» Task brief
Would you print every entry below exactly as written, omitting the images?

-- Data for analysis follows --

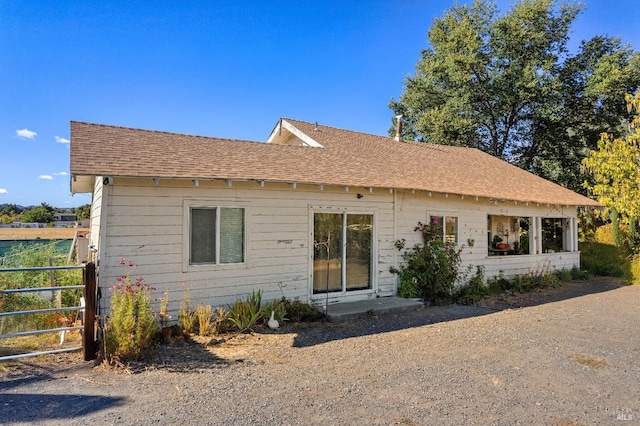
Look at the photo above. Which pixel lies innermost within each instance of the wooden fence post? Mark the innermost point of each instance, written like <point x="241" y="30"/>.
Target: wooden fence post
<point x="90" y="299"/>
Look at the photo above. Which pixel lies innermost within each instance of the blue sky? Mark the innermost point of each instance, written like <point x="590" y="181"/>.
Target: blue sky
<point x="213" y="68"/>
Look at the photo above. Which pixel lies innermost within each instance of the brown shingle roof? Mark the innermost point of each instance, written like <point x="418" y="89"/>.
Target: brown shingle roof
<point x="347" y="159"/>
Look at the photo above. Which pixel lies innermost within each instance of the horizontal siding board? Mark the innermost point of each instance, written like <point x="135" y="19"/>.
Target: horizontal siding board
<point x="147" y="224"/>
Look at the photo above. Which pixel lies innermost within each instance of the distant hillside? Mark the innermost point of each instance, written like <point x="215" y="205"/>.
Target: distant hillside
<point x="38" y="233"/>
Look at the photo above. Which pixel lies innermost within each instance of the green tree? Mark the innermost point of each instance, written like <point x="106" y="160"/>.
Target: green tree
<point x="507" y="85"/>
<point x="40" y="214"/>
<point x="615" y="171"/>
<point x="83" y="211"/>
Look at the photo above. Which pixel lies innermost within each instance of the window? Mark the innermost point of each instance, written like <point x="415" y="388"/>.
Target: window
<point x="508" y="235"/>
<point x="553" y="235"/>
<point x="447" y="226"/>
<point x="216" y="235"/>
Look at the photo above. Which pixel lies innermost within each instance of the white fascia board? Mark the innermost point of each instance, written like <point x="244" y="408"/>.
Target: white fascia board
<point x="284" y="124"/>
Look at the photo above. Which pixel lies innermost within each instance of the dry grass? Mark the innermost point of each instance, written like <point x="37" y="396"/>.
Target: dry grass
<point x="563" y="422"/>
<point x="38" y="233"/>
<point x="590" y="361"/>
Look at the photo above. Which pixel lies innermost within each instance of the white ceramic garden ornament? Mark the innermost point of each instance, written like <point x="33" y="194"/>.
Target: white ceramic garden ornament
<point x="273" y="323"/>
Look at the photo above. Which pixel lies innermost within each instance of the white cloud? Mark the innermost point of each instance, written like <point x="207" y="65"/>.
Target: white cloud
<point x="25" y="134"/>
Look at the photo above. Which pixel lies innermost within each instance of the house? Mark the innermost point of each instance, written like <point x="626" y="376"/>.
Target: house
<point x="313" y="213"/>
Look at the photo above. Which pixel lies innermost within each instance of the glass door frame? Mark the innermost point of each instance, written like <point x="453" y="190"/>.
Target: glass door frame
<point x="343" y="293"/>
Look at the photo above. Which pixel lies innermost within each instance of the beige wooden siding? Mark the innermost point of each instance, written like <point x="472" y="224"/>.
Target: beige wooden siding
<point x="145" y="224"/>
<point x="95" y="218"/>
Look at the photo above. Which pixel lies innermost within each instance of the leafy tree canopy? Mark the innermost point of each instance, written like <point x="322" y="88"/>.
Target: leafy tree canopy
<point x="83" y="211"/>
<point x="507" y="85"/>
<point x="615" y="168"/>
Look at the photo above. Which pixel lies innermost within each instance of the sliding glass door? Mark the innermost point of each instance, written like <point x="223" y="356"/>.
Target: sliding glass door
<point x="342" y="255"/>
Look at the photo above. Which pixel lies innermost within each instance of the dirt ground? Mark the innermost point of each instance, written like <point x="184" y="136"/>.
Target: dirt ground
<point x="38" y="233"/>
<point x="567" y="356"/>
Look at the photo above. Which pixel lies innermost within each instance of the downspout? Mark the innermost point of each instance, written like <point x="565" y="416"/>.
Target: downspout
<point x="395" y="238"/>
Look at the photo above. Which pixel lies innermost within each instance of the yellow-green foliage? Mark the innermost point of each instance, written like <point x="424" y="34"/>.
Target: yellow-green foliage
<point x="605" y="260"/>
<point x="604" y="233"/>
<point x="204" y="314"/>
<point x="131" y="324"/>
<point x="635" y="269"/>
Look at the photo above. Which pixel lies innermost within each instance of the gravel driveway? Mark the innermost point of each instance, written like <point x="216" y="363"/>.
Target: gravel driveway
<point x="567" y="362"/>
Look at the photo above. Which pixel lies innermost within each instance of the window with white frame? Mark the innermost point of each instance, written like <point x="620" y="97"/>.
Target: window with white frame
<point x="216" y="235"/>
<point x="447" y="226"/>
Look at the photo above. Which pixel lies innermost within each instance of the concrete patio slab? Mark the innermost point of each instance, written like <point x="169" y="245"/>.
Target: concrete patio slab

-- Data for analysis concluded --

» Exercise result
Look at the photo above. Which pixel lies innermost within each instance of the wooden fence post? Mark the innermost point of each instance, written like <point x="241" y="30"/>.
Target: wooden fence post
<point x="90" y="299"/>
Look at the photo above. Which pixel lies innermost within each instance of the blue sky? Mark the innermost point of each instance, written like <point x="590" y="181"/>.
Target: blue sky
<point x="213" y="68"/>
Look at the photo above. Which pixel lies innermost within each instance of the brown shingle roof? Mark the innermost point of each instance, written like <point x="418" y="89"/>.
Target: brown shingle roof
<point x="347" y="159"/>
Look at the photo above. Which pixel lies innermost within each instance of the horizontal siding board? Mark the innermost point of each instance, written like <point x="135" y="19"/>.
Target: horizontal siding board
<point x="147" y="224"/>
Look at the photo above. Which pixel lies innermost within each instance of the distant hillside? Mark the innermost point of each instance, written like <point x="215" y="205"/>.
Target: distant hillside
<point x="38" y="233"/>
Look at the photo above. Which pixel lies innermost within each instance of the green tree? Mark the innermost point of each instance, written like <point x="106" y="160"/>.
Target: green tree
<point x="507" y="85"/>
<point x="40" y="214"/>
<point x="615" y="171"/>
<point x="83" y="211"/>
Look at the photo above. Which pixel lies innermost within each instance of the window? Mark the innermost point of each instance, written like <point x="415" y="388"/>.
Target: window
<point x="508" y="235"/>
<point x="553" y="235"/>
<point x="447" y="226"/>
<point x="216" y="235"/>
Look at the photo above. Which pixel lies innermost within each instance of the white fascia board? Mark the innermost point of each instance, written like <point x="244" y="408"/>.
Target: white fascia board
<point x="284" y="124"/>
Look at the photo above. Which pixel lies innermost within each instance of the dry grass? Mark the innermost point of each instance, written like <point x="37" y="396"/>.
Target: dry grass
<point x="563" y="422"/>
<point x="38" y="233"/>
<point x="590" y="361"/>
Look at the photo above. Which pixel lies innermost within each instance of the white ceramic garden ornament? Mark the innermost point of each instance, written like <point x="33" y="194"/>.
Target: white ceramic garden ornament
<point x="273" y="323"/>
Look at the photo above. Which pixel lies innermost within each instance of the white cloud? Mark the innermost point of each instance, written like <point x="207" y="65"/>.
Target: white cloud
<point x="25" y="134"/>
Look at the photo above. Which pixel lies innermost within each instance of the house? Mark the innermost point of each instance, written like <point x="626" y="376"/>.
Target: house
<point x="313" y="213"/>
Look at the photo above. Which pixel lies innermost within each instance of the glass door frame? Mark the innermost point of each instance, written like <point x="453" y="190"/>.
Target: glass door frame
<point x="343" y="293"/>
Look at the photo above. Which pixel lies innermost within each instance of the beige wooden siding? Mark the innermost point of each instance, written like <point x="472" y="224"/>.
Target: beige wooden siding
<point x="145" y="224"/>
<point x="95" y="218"/>
Look at the photo above. Which pixel lies innermost within each instance of the leafy tree canopy? Mark the innermost point of each instance, written like <point x="322" y="88"/>.
Target: leafy tree canopy
<point x="83" y="211"/>
<point x="507" y="85"/>
<point x="615" y="168"/>
Look at the photo above. Which pixel lies innermost within each instance of the sliding glass door? Mark the innermost point of each instance, written like <point x="223" y="356"/>.
Target: sliding glass door
<point x="342" y="255"/>
Look at the photo above. Which pixel lies innermost within each instance of the dirt ground? Mark the innermost point of each instance, written like <point x="184" y="136"/>.
Target: dirt ground
<point x="38" y="233"/>
<point x="567" y="356"/>
Look at the photo above. Which pixel lies innermost within each instance of the downspout? Mark the innermost point of each instance, written like <point x="565" y="416"/>.
Target: downspout
<point x="395" y="238"/>
Look at the photo above. Which pixel lies innermost within each instance of the yellow-green foliage? Mark the innermost point of each instance, written like <point x="424" y="34"/>.
Target: yellow-green foliage
<point x="605" y="260"/>
<point x="604" y="233"/>
<point x="204" y="314"/>
<point x="131" y="324"/>
<point x="635" y="269"/>
Look at the photo above. Which pixel lies innermost within each instance of the gravel driveway? Mark the innermost point of each instance, written like <point x="216" y="363"/>.
Target: gravel driveway
<point x="567" y="362"/>
Look at the photo above. Which pixel lies innermost within each instance of the window with white frame? Mark the innermost point of each instance, written like <point x="620" y="97"/>.
Target: window with white frame
<point x="216" y="235"/>
<point x="447" y="226"/>
Look at the photo above. Which pixel lies innermost within each instance of the concrete patio slab? Mark the innermost point of each instance, written like <point x="169" y="245"/>.
Target: concrete patio slab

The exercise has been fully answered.